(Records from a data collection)
## START
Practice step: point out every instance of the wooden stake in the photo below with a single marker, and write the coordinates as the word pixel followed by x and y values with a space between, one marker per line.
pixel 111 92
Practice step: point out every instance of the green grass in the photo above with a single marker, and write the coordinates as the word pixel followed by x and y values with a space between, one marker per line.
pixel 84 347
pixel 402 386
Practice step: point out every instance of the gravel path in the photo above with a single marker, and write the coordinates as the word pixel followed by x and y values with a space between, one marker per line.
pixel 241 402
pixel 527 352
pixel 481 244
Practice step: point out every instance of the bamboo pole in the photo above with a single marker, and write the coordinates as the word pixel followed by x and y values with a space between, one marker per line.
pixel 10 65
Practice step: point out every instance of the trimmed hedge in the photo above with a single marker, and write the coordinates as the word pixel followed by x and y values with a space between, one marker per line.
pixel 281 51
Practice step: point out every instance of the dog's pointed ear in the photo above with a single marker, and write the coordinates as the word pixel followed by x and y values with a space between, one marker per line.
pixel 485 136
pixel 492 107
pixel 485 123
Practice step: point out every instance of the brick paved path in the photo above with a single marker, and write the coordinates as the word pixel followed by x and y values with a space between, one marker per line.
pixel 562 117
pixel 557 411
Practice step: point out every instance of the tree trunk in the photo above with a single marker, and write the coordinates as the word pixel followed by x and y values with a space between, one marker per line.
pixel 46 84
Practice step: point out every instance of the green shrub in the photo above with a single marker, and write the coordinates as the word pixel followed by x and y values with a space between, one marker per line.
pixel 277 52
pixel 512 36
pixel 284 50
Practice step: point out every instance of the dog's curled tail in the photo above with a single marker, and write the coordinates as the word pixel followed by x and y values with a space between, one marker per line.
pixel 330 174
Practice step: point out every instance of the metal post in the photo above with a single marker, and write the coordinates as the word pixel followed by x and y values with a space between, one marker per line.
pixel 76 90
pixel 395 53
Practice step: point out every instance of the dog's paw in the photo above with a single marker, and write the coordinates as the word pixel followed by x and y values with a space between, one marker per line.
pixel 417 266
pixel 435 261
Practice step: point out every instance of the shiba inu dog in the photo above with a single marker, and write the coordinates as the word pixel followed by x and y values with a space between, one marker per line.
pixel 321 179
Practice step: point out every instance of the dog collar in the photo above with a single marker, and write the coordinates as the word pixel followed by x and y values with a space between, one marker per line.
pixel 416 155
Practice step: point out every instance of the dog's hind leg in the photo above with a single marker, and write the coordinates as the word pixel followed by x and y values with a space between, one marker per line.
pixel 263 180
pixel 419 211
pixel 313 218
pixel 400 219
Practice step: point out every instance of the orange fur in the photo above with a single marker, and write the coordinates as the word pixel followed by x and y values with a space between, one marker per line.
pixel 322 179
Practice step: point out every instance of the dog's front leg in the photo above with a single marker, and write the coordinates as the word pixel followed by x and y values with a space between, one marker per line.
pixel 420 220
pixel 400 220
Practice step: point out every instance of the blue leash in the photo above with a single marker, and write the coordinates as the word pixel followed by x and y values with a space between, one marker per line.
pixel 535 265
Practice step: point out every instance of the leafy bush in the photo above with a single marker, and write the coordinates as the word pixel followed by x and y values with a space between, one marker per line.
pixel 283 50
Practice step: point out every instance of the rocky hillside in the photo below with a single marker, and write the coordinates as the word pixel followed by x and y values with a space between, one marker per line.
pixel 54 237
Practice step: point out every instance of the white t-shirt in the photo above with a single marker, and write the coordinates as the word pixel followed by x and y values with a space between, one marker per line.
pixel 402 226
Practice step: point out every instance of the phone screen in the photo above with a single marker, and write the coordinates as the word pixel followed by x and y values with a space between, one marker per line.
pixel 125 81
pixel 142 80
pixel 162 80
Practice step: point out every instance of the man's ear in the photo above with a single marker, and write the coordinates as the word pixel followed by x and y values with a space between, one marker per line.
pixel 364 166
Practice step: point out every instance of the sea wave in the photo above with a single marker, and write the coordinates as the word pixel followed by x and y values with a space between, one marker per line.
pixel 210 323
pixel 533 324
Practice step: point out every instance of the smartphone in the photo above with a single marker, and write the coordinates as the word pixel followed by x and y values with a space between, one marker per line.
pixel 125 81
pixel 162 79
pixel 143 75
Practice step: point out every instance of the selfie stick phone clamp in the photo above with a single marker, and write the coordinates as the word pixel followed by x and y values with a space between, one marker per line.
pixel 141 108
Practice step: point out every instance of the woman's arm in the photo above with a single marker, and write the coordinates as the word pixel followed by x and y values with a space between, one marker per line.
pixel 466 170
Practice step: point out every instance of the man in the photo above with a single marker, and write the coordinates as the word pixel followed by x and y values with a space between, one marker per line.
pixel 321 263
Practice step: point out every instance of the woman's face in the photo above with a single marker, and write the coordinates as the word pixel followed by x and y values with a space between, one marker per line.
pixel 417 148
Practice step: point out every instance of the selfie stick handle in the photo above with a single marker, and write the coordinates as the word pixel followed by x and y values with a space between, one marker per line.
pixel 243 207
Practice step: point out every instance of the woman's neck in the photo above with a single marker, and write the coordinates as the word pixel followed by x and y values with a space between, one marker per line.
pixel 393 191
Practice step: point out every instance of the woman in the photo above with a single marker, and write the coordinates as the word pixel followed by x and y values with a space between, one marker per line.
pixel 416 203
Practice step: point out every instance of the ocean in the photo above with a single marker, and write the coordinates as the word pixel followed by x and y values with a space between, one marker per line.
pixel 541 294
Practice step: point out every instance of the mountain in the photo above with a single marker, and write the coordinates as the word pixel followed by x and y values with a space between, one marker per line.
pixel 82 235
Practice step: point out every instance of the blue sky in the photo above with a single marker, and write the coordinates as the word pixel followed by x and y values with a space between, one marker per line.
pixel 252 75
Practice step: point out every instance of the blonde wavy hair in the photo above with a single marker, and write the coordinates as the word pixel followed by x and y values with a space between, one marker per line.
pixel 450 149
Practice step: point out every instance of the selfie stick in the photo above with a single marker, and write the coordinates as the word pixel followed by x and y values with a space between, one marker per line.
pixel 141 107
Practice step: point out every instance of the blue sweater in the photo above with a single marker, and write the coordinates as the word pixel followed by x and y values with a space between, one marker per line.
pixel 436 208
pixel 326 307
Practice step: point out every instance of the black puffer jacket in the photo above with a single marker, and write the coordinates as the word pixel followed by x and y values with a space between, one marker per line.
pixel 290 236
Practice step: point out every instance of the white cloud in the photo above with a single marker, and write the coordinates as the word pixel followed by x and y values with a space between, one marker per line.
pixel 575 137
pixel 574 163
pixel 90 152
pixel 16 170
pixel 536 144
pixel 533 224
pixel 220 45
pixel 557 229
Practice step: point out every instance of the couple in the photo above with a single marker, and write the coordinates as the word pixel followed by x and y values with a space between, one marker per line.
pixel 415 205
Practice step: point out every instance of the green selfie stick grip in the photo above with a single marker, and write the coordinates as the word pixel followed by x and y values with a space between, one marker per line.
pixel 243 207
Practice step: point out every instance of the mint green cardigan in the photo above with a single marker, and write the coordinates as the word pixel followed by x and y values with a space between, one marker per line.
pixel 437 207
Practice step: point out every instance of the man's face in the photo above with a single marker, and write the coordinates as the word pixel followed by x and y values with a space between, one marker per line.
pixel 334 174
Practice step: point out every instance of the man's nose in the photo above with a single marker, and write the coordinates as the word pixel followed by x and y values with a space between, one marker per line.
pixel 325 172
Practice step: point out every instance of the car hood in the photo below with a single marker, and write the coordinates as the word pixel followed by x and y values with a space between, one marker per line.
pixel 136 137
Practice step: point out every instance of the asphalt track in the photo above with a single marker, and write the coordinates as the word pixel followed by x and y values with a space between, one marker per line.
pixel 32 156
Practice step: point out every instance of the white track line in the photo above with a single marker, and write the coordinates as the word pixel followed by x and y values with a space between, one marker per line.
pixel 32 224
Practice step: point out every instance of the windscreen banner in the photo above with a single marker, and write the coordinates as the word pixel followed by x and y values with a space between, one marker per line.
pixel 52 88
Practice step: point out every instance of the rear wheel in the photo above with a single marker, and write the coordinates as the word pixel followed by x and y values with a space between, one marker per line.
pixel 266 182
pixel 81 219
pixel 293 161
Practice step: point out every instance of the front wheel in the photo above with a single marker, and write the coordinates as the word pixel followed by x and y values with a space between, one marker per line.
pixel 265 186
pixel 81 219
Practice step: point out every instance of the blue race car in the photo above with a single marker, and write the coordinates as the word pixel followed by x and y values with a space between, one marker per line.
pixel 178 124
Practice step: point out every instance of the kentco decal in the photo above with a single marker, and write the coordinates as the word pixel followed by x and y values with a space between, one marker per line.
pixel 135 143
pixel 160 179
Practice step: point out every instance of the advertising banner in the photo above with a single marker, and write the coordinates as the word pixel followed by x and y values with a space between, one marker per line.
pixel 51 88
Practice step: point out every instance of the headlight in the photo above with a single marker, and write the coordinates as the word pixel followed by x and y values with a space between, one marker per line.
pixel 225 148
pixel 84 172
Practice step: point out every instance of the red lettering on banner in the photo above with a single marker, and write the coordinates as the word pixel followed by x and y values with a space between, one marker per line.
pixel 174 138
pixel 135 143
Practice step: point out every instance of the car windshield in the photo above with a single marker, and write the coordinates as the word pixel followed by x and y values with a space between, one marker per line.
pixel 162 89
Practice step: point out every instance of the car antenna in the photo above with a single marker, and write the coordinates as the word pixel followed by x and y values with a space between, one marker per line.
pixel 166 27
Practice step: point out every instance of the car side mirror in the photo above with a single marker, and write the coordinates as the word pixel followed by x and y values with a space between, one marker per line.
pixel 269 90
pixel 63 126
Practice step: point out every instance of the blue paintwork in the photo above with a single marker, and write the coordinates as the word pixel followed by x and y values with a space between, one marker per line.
## END
■ What you need to do: Rewrite the records above as a JSON list of strings, one string per line and no blank lines, covering only the lines from the start of the records through the line holding "pixel 281 51", inclusive.

■ The result:
[
  "Practice step: point out every instance of the wooden stake in the photo below with a single marker, and write the coordinates as the word pixel followed by x and y values with a space between, one marker per line.",
  "pixel 111 92",
  "Practice step: point out every instance of the green grass in the photo above with a single marker, and write the coordinates as the word pixel followed by x and y values with a space between, one marker per line.",
  "pixel 84 347",
  "pixel 402 386",
  "Practice step: point out every instance of the gravel path in the photo above with a single marker, and write the coordinates as the word pixel followed by x and y values with a space between, one marker per line.",
  "pixel 241 402",
  "pixel 527 352",
  "pixel 481 244",
  "Practice step: point out every instance of the bamboo pole in the photo above with a single marker, and write the coordinates as the word pixel followed by x and y values with a space between, one marker per line.",
  "pixel 10 65",
  "Practice step: point out every instance of the trimmed hedge in the photo above with a single marker, and write the coordinates as the word pixel followed by x and y values with a space between, one marker per line.",
  "pixel 281 51"
]